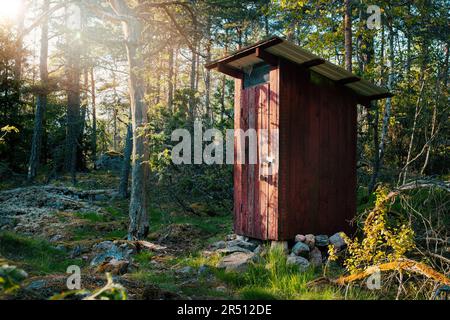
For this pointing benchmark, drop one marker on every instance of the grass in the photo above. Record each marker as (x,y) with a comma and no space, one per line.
(35,255)
(273,278)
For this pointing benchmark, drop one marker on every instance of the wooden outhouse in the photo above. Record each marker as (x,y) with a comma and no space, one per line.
(312,104)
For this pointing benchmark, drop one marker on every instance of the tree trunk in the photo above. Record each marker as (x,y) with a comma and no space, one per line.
(388,106)
(208,74)
(170,82)
(94,120)
(192,86)
(348,36)
(125,173)
(41,102)
(132,28)
(73,105)
(442,76)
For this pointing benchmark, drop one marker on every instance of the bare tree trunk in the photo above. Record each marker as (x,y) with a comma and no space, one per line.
(442,76)
(170,81)
(41,102)
(388,106)
(208,74)
(413,131)
(73,106)
(192,85)
(125,173)
(139,224)
(19,43)
(94,119)
(376,160)
(348,35)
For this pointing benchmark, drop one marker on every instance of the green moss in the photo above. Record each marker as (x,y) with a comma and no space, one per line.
(35,255)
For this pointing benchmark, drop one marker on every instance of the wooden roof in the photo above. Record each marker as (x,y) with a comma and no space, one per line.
(271,49)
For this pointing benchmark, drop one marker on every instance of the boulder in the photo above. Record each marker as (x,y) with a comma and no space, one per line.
(109,161)
(301,262)
(242,238)
(108,250)
(218,245)
(243,244)
(233,249)
(300,249)
(237,262)
(337,241)
(186,270)
(321,240)
(203,269)
(114,266)
(310,240)
(315,257)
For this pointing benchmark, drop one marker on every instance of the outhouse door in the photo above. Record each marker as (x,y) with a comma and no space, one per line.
(252,180)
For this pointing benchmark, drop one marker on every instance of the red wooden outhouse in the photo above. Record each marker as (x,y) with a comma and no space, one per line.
(312,103)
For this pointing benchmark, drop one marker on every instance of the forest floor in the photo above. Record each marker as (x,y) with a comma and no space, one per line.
(51,229)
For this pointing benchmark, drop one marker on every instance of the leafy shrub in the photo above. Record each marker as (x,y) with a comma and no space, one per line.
(10,278)
(386,237)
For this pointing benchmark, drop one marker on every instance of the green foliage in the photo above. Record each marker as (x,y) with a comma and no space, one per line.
(36,255)
(272,278)
(386,237)
(10,278)
(111,291)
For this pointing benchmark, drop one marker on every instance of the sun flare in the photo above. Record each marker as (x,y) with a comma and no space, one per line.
(9,9)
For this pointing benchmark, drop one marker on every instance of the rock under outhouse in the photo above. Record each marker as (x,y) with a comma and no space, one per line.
(312,103)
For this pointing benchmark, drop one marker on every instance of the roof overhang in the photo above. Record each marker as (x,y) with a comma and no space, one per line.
(271,50)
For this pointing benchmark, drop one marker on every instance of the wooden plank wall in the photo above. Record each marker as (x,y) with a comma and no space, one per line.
(317,178)
(251,190)
(272,215)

-*-

What needs to be done:
Output every line of the rows above as a JSON list of strings, with one string per line and no blank lines. Leave out the pictures.

Solved exercise:
[
  "For this pointing benchmark, drop one marker on every instance of the grass in the photo above. Record each marker as (x,y) with a comma and no space, one per line.",
  "(35,255)",
  "(273,278)",
  "For this pointing benchmark, drop one marker on every instance of the wooden outhouse in the photo above. Record each marker as (x,y) with a comma and no space, one per line.",
  "(312,104)",
  "For this pointing benchmark, drop one marker on every instance of the tree trunk in the photo above. Record each marker as (x,y) with a comma and no space, one per line.",
  "(388,106)",
  "(208,74)",
  "(170,82)",
  "(94,120)",
  "(192,86)",
  "(348,36)",
  "(125,173)",
  "(41,102)",
  "(132,28)",
  "(73,105)",
  "(442,76)",
  "For this pointing benchmark, drop one marker on every instance of the bare tree trunk in the photo above. Record each marker as (x,y) with a comma and no space, one per line.",
  "(442,76)",
  "(170,81)",
  "(41,102)",
  "(388,106)",
  "(208,74)",
  "(413,131)",
  "(73,106)",
  "(192,85)",
  "(125,173)",
  "(139,224)",
  "(19,43)",
  "(94,119)",
  "(376,160)",
  "(348,35)",
  "For this pointing benchmark, drop one marker on every instance of the green moss in the photo above. Record each marker as (x,y) with a comma and no space, one per line.",
  "(35,255)",
  "For this pointing benchmark, drop one marker on every instance of the wooden roof in the photo above. Record each marker as (x,y) with a comma and no space, one per line.",
  "(271,49)",
  "For this pointing benchmark, drop one marker on every instance of the boulder in the photo above. Record each marker as (x,y) with a comma and no space, one per line.",
  "(109,161)",
  "(301,262)",
  "(242,238)",
  "(108,250)",
  "(218,245)",
  "(243,244)",
  "(233,249)",
  "(300,249)",
  "(237,262)",
  "(337,241)",
  "(186,270)",
  "(321,240)",
  "(203,269)",
  "(114,266)",
  "(310,240)",
  "(315,257)",
  "For this pointing benchmark, drop one marker on every instance of the outhouse door in the photo above. Record each marker as (x,y) with a comma and no space, one per line.",
  "(252,180)",
  "For this pointing benchmark, drop one marker on every instance of the red wooden outhouse in the photo above. Record each marker as (x,y) with a comma and no space, one per line.",
  "(312,103)",
  "For this pointing benchmark, drop one marker on every instance of the forest floor in the photo above. Record each marker as (x,y) with a comma and no space, one per line.",
  "(51,229)",
  "For this pointing benchmark, drop one marker on every instance of the leafy shrub in the photo above. Record each marker as (x,y) with a comma and no space, one per line.",
  "(10,278)",
  "(386,237)",
  "For this pointing benchmark, drop one marker on every instance of the green foliage in the photo above. Record each marker as (x,y) with a comma and no space, one per line.",
  "(36,255)",
  "(272,278)",
  "(386,237)",
  "(10,278)",
  "(111,291)",
  "For this pointing benchmark, drop one marker on every instance of the sun flare in the photo above. Record each marker as (x,y) with a comma and no space, one per line.",
  "(9,9)",
  "For this pointing benchmark, drop one marker on every instance of the rock under outhouse in the photo above. Record each marker as (x,y) with a comma and no space, one per line.",
  "(312,103)",
  "For this pointing benchmark, drop one marker on every instance of the roof overhang in the photo above. Record each marker as (x,y) with a comma and no space, one per line.",
  "(271,50)",
  "For this pointing benchmark, drop one marker on every instance of the wooden plank wall in the photo above. Record each marker as (x,y) with a comma and no space, one per line.",
  "(317,178)",
  "(251,190)",
  "(272,215)"
]